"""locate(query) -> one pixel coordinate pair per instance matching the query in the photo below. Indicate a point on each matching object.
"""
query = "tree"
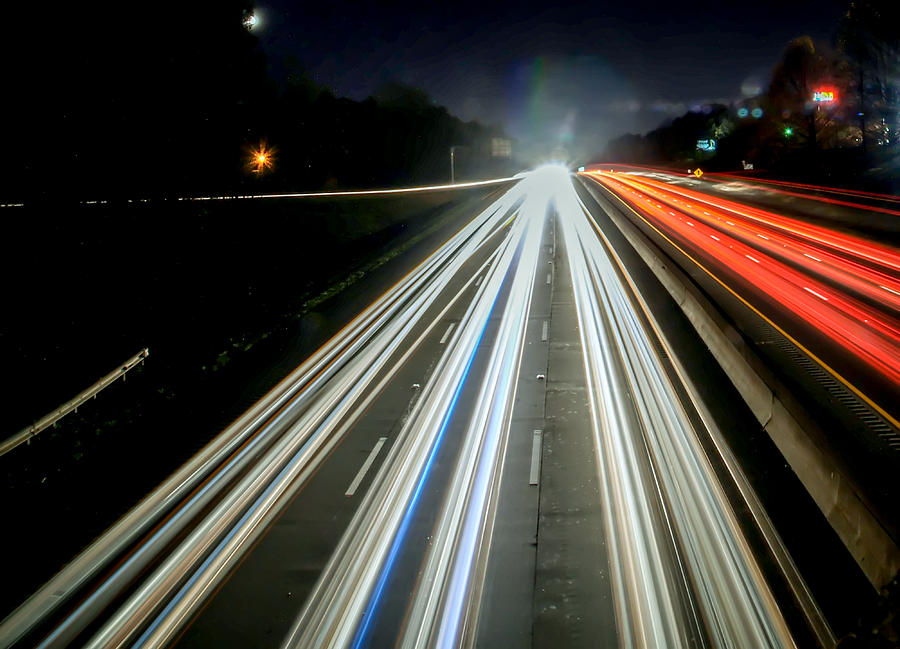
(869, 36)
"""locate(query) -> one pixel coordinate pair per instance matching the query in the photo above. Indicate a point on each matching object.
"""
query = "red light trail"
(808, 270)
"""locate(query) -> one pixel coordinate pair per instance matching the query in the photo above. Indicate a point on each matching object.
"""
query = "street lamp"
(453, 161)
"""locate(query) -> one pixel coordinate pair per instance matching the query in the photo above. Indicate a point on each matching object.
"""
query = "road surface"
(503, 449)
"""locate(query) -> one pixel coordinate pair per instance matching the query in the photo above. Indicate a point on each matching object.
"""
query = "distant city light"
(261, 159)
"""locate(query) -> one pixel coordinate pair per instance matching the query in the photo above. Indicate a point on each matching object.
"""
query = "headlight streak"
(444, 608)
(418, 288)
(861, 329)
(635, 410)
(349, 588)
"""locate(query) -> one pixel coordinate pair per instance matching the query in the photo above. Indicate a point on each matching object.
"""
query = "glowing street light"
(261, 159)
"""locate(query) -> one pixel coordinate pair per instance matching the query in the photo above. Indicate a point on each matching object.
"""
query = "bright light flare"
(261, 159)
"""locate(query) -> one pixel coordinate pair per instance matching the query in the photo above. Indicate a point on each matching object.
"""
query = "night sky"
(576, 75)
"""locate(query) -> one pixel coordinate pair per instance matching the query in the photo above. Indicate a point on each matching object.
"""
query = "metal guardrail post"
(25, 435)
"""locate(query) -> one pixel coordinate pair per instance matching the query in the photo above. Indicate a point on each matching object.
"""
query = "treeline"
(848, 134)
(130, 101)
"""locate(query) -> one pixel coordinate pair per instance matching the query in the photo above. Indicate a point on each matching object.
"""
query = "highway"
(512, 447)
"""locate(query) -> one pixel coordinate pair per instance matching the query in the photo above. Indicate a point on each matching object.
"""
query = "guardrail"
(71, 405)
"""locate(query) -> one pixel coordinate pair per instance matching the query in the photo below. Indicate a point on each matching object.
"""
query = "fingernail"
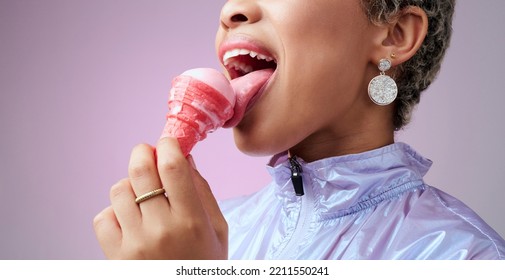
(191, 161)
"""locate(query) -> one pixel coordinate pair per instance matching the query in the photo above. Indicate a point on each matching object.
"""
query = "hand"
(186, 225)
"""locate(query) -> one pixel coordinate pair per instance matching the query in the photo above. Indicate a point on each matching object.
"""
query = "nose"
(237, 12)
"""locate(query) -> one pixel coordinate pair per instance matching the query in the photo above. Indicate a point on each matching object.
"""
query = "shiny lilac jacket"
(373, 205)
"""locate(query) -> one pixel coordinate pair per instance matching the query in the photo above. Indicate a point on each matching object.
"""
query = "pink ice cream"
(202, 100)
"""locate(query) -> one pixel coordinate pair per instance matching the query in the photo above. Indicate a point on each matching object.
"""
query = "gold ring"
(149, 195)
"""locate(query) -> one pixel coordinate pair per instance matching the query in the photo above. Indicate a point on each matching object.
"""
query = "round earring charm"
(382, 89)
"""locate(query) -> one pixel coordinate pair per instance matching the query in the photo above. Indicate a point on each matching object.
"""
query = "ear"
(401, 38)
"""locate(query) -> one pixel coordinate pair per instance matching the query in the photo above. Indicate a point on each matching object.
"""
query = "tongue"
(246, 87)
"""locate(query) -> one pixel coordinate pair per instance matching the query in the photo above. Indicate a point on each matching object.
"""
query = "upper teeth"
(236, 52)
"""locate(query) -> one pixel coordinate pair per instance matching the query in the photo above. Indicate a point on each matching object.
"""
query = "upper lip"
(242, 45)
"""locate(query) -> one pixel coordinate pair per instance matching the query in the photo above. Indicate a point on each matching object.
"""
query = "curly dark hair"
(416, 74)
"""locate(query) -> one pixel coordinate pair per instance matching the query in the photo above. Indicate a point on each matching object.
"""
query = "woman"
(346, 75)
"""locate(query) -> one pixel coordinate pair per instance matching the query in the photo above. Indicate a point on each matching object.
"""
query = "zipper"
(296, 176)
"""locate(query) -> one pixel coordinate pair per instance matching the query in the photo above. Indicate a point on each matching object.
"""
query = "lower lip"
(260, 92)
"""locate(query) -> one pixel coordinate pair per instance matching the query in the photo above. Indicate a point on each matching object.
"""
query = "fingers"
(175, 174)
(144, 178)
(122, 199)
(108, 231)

################

#### AIM
Reproduce all the entries that precede this task, word for word, minus any pictures.

#### TASK OUTPUT
"""locate(query) -> one pixel coordinate pair per instance matching the query in the photo below. Indicate a point on each matching object.
"""
query = "tree"
(869, 36)
"""locate(query) -> one pixel coordinate pair per instance matching the query in the photo above. Indicate a point on each matching object.
"""
query = "red light trail"
(808, 270)
"""locate(query) -> one pixel coordinate pair per instance matching the query in the photo above. Indicate a point on each matching object.
"""
query = "street lamp"
(453, 161)
"""locate(query) -> one pixel coordinate pair per instance matching the query in the photo above. Indicate a point on each matching object.
"""
query = "road surface"
(503, 449)
"""locate(query) -> one pixel coordinate pair per instance matching the query in the photo above. Indicate a point on each matching object.
"""
query = "distant city light"
(261, 159)
"""locate(query) -> one pixel coordinate pair per instance matching the query in the photo above. Indicate a point on each matching object.
"""
query = "headlight streak"
(444, 608)
(418, 288)
(861, 329)
(635, 410)
(349, 588)
"""locate(query) -> one pixel coordinate pair per instance matching the query in the photo above. Indicate a point on each matching object.
"""
query = "glowing street light"
(261, 159)
"""locate(query) -> one pixel coordinate pair per instance matching the query in the photo above. Indicate a point on each matching object.
"""
query = "bright light flare"
(261, 159)
"""locate(query) -> one pixel coordinate pair per instance matching the query in the photo above. Indicate a point on each matching object.
"""
query = "night sky"
(576, 75)
"""locate(query) -> one pixel coordinate pair per instance matching the query in the photo above. Indicate a point on each matching object.
"""
query = "metal guardrail post"
(25, 435)
"""locate(query) -> one pixel coordinate pair per instance matching the query in the photo above. Indicate a point on each matching object.
"""
query = "treeline"
(848, 134)
(130, 101)
"""locate(query) -> one pixel coordinate pair per instance matching the query in the photo above. Indicate a point on each matching object.
"""
query = "highway"
(512, 447)
"""locate(query) -> one pixel coordinate pair per instance matching the query in the photo above. Indicate a point on each matching object.
"""
query = "guardrail"
(71, 405)
"""locate(query) -> one pixel coordinate pair per instance matching the query in the photo below. Indicate a point on each matching object.
"""
query = "fingernail"
(191, 161)
"""locate(query) -> one pixel coordinate pair per instance matching the query in the photo above. Indicate a point on each matching object.
"""
query = "hand"
(186, 225)
"""locate(query) -> one pixel coordinate pair per instance matching the query in the photo above. Indicate a point on each matching object.
"""
query = "nose"
(237, 12)
"""locate(query) -> one pixel coordinate pair per instance matching the query in the photo above. Indicate a point on each matching object.
"""
query = "shiny lilac jacket"
(373, 205)
"""locate(query) -> one pixel coordinate pair per instance matching the query in the photo above. Indicate a point on each matching object.
"""
query = "pink ice cream"
(202, 100)
"""locate(query) -> one pixel coordinate pair per instance matching the query in the photo above. Indicate a point on each matching object.
"""
query = "gold ring"
(149, 195)
"""locate(query) -> one pixel coordinate pair per instance matching the query in the photo above. Indicate a point on each matching object.
"""
query = "round earring charm"
(382, 89)
"""locate(query) -> one pixel coordinate pair per instance matching the query in the photo above. Indicate a point on each matching object.
"""
query = "ear"
(401, 38)
"""locate(query) -> one pixel coordinate pair per instance matching the query in the photo above. Indicate a point on each matching object.
"""
query = "tongue"
(246, 87)
"""locate(query) -> one pixel coordinate pair per instance matching the query in the photo above. Indicate a point on each matching object.
"""
query = "upper teeth"
(236, 52)
"""locate(query) -> one pixel coordinate pair per instance matching the query in the photo above. Indicate a point on each matching object.
"""
query = "upper lip"
(242, 45)
"""locate(query) -> one pixel coordinate pair per instance matching the query in the photo above. Indicate a point on each matching object.
"""
query = "curly dark hair"
(416, 74)
"""locate(query) -> one pixel coordinate pair per instance matching the query in the photo above. Indicate a point on each matching object.
"""
query = "woman"
(346, 75)
"""locate(query) -> one pixel coordinate pair per instance matching the query in the photo above. Indicate a point on each matching object.
"""
query = "zipper"
(296, 176)
"""locate(query) -> one pixel coordinate pair per instance matching the query in the photo above. Indicate a point on each matching object.
"""
query = "lower lip"
(260, 92)
"""locate(query) -> one pixel coordinate pair per instance matching the query in the photo above. Indicate a point on each matching object.
"""
query = "fingers"
(175, 174)
(144, 178)
(122, 199)
(108, 231)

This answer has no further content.